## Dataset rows
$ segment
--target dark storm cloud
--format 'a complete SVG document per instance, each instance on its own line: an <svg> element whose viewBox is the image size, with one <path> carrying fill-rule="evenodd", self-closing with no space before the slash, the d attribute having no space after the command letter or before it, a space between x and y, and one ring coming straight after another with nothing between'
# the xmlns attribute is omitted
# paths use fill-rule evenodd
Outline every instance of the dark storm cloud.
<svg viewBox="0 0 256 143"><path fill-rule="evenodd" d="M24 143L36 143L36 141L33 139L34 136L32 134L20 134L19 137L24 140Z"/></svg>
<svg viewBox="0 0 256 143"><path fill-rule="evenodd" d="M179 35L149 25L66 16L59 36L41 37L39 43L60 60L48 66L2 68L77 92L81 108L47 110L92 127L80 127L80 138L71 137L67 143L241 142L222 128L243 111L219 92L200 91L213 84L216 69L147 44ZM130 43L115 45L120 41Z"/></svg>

## The task
Return the lines above without any alteration, covering every line from start to finish.

## The response
$ segment
--target dark storm cloud
--format 'a complete SVG document per instance, each instance on its own line: an <svg> element whose viewBox is the image size, with one <path> carrying fill-rule="evenodd", self-closing with no space before the slash, the d attribute having no space after the command letter or before it, a space between x and y, and one ring coming straight after another with nothing between'
# the xmlns attribute is omitted
# paths use fill-rule evenodd
Outline every instance of the dark storm cloud.
<svg viewBox="0 0 256 143"><path fill-rule="evenodd" d="M24 143L36 143L36 141L33 139L34 136L32 134L20 134L19 137L24 140Z"/></svg>
<svg viewBox="0 0 256 143"><path fill-rule="evenodd" d="M179 35L149 25L66 16L59 36L41 37L39 43L60 60L48 66L2 68L77 92L81 108L47 110L92 127L80 127L80 138L71 137L67 143L241 142L222 128L243 111L219 92L200 91L213 84L216 69L147 44ZM130 43L115 45L120 41Z"/></svg>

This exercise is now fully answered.